-- Begin --

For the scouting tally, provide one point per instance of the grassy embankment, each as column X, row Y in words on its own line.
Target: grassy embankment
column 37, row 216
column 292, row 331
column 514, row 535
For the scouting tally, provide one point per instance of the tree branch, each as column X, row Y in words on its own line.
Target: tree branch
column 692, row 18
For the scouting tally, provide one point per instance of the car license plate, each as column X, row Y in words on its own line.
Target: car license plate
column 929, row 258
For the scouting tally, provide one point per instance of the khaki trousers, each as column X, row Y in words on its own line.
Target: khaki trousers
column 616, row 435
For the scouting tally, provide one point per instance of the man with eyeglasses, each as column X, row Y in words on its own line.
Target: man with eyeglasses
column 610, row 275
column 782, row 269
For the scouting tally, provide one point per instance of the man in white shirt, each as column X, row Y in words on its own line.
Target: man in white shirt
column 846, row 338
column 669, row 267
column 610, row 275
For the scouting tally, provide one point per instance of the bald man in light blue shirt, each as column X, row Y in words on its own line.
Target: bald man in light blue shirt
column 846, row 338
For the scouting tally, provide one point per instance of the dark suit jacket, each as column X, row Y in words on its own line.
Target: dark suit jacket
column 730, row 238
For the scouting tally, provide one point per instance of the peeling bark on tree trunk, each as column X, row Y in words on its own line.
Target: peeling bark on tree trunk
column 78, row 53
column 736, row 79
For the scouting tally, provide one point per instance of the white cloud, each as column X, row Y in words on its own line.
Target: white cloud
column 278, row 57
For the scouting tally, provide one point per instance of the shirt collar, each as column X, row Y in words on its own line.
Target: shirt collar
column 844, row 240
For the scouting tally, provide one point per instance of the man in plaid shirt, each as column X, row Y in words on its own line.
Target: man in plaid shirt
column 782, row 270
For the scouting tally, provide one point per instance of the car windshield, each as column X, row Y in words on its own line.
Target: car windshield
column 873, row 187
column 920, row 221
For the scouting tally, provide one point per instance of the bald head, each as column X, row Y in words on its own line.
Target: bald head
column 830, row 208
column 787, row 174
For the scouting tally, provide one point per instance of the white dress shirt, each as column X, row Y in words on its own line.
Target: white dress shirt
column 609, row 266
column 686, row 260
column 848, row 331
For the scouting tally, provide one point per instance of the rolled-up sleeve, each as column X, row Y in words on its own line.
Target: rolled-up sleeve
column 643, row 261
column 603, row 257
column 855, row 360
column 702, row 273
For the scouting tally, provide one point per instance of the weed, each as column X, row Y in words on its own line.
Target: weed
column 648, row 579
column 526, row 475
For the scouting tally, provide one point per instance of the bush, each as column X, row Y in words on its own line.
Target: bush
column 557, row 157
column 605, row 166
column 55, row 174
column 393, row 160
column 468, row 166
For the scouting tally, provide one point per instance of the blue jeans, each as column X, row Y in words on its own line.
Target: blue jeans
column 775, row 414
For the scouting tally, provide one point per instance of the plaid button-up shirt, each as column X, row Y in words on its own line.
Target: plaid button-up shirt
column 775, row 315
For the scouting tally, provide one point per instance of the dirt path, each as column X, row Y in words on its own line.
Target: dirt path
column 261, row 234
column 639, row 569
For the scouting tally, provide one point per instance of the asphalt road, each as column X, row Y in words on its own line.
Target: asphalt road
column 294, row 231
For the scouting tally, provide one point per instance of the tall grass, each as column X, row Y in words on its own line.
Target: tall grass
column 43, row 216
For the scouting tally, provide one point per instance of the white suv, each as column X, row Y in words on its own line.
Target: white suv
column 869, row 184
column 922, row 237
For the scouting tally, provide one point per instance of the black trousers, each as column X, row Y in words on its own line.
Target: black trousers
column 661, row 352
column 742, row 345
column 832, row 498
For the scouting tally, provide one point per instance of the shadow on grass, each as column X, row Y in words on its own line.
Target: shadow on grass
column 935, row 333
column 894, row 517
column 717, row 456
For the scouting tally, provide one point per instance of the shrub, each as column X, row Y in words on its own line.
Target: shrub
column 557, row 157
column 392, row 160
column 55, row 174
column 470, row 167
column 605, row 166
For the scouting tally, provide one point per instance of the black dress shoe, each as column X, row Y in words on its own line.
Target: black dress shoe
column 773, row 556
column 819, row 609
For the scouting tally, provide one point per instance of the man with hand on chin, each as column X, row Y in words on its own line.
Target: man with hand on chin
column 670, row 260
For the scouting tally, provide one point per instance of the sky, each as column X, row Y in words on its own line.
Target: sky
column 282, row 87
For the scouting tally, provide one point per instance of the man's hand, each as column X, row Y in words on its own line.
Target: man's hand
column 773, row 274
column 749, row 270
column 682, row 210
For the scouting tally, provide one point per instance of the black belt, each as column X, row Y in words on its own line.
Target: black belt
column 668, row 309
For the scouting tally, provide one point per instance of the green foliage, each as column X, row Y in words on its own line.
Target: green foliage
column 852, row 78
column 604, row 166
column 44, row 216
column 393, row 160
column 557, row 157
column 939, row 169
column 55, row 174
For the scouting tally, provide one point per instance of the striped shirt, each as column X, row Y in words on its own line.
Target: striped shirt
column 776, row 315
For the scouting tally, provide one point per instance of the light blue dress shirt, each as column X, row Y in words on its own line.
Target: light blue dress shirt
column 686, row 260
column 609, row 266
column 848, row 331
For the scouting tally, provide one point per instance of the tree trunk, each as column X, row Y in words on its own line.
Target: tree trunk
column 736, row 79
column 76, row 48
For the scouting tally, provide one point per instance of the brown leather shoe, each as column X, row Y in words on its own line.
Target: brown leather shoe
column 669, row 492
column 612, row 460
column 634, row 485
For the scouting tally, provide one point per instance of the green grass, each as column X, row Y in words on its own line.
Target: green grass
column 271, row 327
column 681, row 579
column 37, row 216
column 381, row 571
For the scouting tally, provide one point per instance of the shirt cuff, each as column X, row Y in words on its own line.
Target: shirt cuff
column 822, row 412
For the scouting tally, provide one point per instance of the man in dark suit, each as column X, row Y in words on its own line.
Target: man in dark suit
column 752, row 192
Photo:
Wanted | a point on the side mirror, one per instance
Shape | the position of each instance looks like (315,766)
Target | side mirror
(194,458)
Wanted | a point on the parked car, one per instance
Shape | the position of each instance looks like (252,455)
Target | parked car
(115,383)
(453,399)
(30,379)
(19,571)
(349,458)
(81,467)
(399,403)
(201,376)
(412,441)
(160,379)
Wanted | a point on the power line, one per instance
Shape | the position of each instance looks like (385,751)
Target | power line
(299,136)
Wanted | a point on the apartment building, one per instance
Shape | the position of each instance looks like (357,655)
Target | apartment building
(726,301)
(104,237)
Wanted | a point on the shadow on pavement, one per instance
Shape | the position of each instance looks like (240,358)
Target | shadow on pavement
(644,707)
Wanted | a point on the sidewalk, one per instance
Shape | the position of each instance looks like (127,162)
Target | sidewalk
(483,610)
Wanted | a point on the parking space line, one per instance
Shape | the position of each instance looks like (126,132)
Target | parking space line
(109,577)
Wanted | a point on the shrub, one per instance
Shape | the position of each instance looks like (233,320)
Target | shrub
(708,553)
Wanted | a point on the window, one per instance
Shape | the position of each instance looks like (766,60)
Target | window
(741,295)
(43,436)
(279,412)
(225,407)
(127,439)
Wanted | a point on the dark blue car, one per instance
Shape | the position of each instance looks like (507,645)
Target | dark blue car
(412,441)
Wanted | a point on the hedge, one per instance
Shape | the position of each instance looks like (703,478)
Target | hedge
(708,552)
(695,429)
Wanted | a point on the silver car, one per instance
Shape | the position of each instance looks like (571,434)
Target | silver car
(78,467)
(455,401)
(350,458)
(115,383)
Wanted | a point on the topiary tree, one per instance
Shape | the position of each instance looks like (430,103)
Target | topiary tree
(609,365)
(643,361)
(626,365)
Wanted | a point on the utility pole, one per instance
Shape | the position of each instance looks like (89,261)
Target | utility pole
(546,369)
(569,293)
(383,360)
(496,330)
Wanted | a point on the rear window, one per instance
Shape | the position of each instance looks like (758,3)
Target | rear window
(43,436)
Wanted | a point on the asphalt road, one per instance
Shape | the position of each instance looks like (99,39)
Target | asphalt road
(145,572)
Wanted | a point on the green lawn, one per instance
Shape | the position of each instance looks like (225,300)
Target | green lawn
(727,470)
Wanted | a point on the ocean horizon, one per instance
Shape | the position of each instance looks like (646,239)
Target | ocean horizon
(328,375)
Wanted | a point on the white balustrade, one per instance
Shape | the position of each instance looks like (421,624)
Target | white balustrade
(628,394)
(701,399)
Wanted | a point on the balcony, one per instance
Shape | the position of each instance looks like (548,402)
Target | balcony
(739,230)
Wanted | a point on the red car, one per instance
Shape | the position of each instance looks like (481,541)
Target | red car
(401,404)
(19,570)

-- End --

## WHAT IS ASKED
Can you reproduce verbatim the lines of the records above, starting at the line that contains "of the man's" and ending at the line that contains "column 776, row 315", with both of those lines included?

## OUTPUT FOR THIS EXERCISE
For the scouting tally, provide one point per instance of the man's hand, each as column X, row Y in words on its own line.
Target: man's hand
column 773, row 274
column 749, row 270
column 682, row 210
For the scouting tally, provide one point per instance of the black belt, each as column X, row Y in words on its own line.
Target: black belt
column 668, row 309
For the scouting tally, provide one point per instance of the green foliage, each as column X, row Y in words on its own line.
Target: green foliage
column 852, row 78
column 604, row 166
column 44, row 216
column 393, row 160
column 557, row 157
column 939, row 169
column 55, row 174
For the scouting tally, provide one point per instance of the striped shirt, each as column X, row Y in words on its own line.
Target: striped shirt
column 776, row 315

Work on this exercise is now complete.